(Passage provided Opens)

Medical devices legislation is changing: Are you ready?

The new Medical Devices Regulation (MDR) and In-Vitro Diagnostic Medical Devices Regulation (IVDR) officially entered into force on 26 May 2017, bringing with them a number of new responsibilities for stakeholders – some of which have already kicked in. To help you prepare, the European Commission’s Directorate General for Internal Market, Industry, Entrepreneurship and SMEs (DG GROW) has launched a web portal, providing an extensive source of information on the new Regulations.

The MDR and IVDR officially entered into force on 26 May 2017 and the new rules will start to apply three years after this date for the MDR, on 26 May 2020, and five years later for the IVDR – on 26 May 2022. However some rules already apply, such as the new requirements on Notified Bodies designated under the new Regulations and the provisions of the new governance structure. It is already possible to place a MDR/IVDR compliant devices on the market.

Months left before the date of application of the MDR: 14

Months  left before the date of application of the IVDR: 38

In this newsletter:

Benefits and responsibilities

The new Regulations bring significant benefits for patients, providing better protection of public health and patient safety. However, hand-in-hand with these benefits come a range of new responsibilities for stakeholders. The new rules impose tighter controls on high-risk devices such as implants, for example. Controls are also being tightened on clinical investigations for medical devices and performance studies for in vitro medical devices as well as on the Notified Bodies that can deliver certificates for medical devices.

To keep all stakeholders informed of their roles and responsibilities under the new Regulation and to help them to prepare in time for their application, the European Commission has launched a new Medical Devices section on the DG GROW website with some documents and information provided in all European Union languages and some other non-European Union languages, such as Russian, Chinese, Japanese and Arabic. This portal acts as a one-stop-shop for information on the new Regulations, with sections dedicated to all stakeholders along the medical devices and in vitro diagnostic medical devices chain.

Extensive database

The new portal also contains a large database of documents and links to websites with information on the MDR and IVDR, in addition to factsheets, step-by-step guides and other resources such as social media images, web banners and infographics, which all those involved with medical devices and in vitro diagnostic devices can use freely to spread the message and inform their stakeholders.

The library of external resources related to medical devices and in-vitro medical devices has been updated on the DG GROW medical devices portal. The Library is your entry point to a comprehensive database of documents produced by stakeholders throughout the European Union, in addition to all relevant websites. The Library also includes key resources produced by DG GROW related to the Regulations on medical devices and in-vitro medical devices, as well as information on financing programmes from the European Union for SMEs.

To search through the library, click here.

BSI becomes first Notified Body designated under Europe's MDR

Under the new Medical Devices Regulation (EU) 2017/745 all devices, except for Class I self-certified devices, require new certification by a Notified Body (NB). NBs can only certify for the MDR if they are designated for this purpose. This is a complex and time-consuming process that has, already 14 months after its start, resulted in the first NB designated for the MDR. The British Notified Body BSI-UK is the first to cross the line, as can be seen in the European Database for Notified Bodies, NANDO.

(Passage provided Closes)

| Questions |
1. In the medical devices newsletter, on what date do the IVDR rules start to apply?
2. From the medical devices newsletter, copy word for word the part that opens with the words containing "BSI becomes first" and closes with "Notified Bodies, NANDO.".

(Given information Opens)

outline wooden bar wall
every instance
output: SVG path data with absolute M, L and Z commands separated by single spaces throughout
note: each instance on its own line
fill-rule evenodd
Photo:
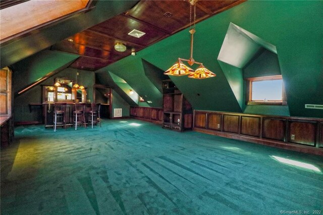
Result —
M 131 106 L 130 117 L 140 120 L 161 124 L 163 123 L 163 109 Z
M 323 119 L 194 111 L 196 131 L 323 155 Z

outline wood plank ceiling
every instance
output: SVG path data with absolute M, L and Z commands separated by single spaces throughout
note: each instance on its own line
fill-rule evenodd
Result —
M 196 22 L 242 3 L 244 0 L 199 1 Z M 129 11 L 70 36 L 51 50 L 80 57 L 70 67 L 95 71 L 138 51 L 189 26 L 187 1 L 142 1 Z M 128 34 L 133 29 L 145 33 L 140 38 Z M 114 48 L 116 41 L 127 46 L 124 52 Z

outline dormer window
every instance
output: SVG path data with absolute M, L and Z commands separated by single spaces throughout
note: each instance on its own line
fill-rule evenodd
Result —
M 282 75 L 250 78 L 247 81 L 247 104 L 287 105 Z

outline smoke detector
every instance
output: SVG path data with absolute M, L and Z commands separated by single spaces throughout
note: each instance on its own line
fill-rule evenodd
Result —
M 127 46 L 122 42 L 117 42 L 115 44 L 115 49 L 118 51 L 123 52 L 127 50 Z
M 138 31 L 136 29 L 133 29 L 133 30 L 129 32 L 128 34 L 130 36 L 134 36 L 135 37 L 140 38 L 146 34 L 146 33 L 143 32 L 142 31 Z

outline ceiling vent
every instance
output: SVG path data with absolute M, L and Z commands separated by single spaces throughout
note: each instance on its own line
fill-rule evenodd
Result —
M 140 38 L 146 34 L 146 33 L 143 32 L 142 31 L 138 31 L 138 30 L 133 29 L 133 30 L 129 32 L 128 34 L 130 35 L 130 36 L 134 36 L 135 37 Z
M 322 109 L 323 110 L 323 104 L 305 104 L 305 108 L 311 109 Z

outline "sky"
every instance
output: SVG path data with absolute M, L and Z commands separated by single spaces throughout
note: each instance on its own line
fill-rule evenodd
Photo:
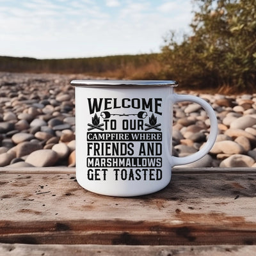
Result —
M 189 33 L 191 0 L 0 0 L 0 56 L 39 59 L 159 52 Z

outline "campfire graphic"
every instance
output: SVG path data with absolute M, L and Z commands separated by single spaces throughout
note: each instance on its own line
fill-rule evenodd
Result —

(Given information Closes)

| Activity answers |
1. 26 May 2022

2.
BSI becomes first Notified Body designated under Europe's MDR

Under the new Medical Devices Regulation (EU) 2017/745 all devices, except for Class I self-certified devices, require new certification by a Notified Body (NB). NBs can only certify for the MDR if they are designated for this purpose. This is a complex and time-consuming process that has, already 14 months after its start, resulted in the first NB designated for the MDR. The British Notified Body BSI-UK is the first to cross the line, as can be seen in the European Database for Notified Bodies, NANDO.